### What the exercise asks
Exact copies of all the entries are required.

### Dataset content
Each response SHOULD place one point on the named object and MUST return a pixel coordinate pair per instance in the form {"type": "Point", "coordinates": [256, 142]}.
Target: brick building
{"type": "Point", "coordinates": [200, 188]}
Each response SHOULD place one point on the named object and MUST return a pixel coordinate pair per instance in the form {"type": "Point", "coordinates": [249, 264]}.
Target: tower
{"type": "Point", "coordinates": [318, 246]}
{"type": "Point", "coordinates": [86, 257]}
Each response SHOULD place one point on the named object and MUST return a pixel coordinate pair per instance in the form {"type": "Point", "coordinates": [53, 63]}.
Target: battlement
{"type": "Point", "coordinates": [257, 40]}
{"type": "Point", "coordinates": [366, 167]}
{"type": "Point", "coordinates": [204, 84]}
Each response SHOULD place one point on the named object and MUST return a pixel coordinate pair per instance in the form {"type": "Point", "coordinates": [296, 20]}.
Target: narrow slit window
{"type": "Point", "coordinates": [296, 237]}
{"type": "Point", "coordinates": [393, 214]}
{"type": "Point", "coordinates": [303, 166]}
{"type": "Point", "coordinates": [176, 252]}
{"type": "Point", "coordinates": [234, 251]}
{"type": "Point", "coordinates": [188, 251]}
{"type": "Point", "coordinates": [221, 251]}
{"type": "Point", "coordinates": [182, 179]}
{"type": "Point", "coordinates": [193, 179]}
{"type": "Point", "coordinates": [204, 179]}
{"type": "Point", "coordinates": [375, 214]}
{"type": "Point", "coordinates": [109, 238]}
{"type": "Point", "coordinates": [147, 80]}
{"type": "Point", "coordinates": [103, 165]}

### Written solution
Each response SHOULD place one point on the named object and MUST return a pixel coordinate pair per instance in the form {"type": "Point", "coordinates": [256, 142]}.
Target: brick building
{"type": "Point", "coordinates": [200, 188]}
Each response SHOULD place one point on the named object and MUST return a pixel coordinate pair per instance in the form {"type": "Point", "coordinates": [249, 264]}.
Target: tower
{"type": "Point", "coordinates": [318, 246]}
{"type": "Point", "coordinates": [86, 257]}
Each response SHOULD place one point on the named object and MUST return a pixel coordinate pair per instance in the form {"type": "Point", "coordinates": [53, 63]}.
Target: battlement
{"type": "Point", "coordinates": [257, 40]}
{"type": "Point", "coordinates": [366, 167]}
{"type": "Point", "coordinates": [204, 84]}
Each response SHOULD place one point on the named object and MUST return a pixel coordinate pair per instance in the form {"type": "Point", "coordinates": [296, 20]}.
Target: narrow slit window
{"type": "Point", "coordinates": [296, 237]}
{"type": "Point", "coordinates": [393, 214]}
{"type": "Point", "coordinates": [303, 166]}
{"type": "Point", "coordinates": [176, 252]}
{"type": "Point", "coordinates": [234, 251]}
{"type": "Point", "coordinates": [188, 251]}
{"type": "Point", "coordinates": [221, 251]}
{"type": "Point", "coordinates": [182, 179]}
{"type": "Point", "coordinates": [193, 179]}
{"type": "Point", "coordinates": [204, 179]}
{"type": "Point", "coordinates": [375, 214]}
{"type": "Point", "coordinates": [109, 238]}
{"type": "Point", "coordinates": [147, 80]}
{"type": "Point", "coordinates": [103, 165]}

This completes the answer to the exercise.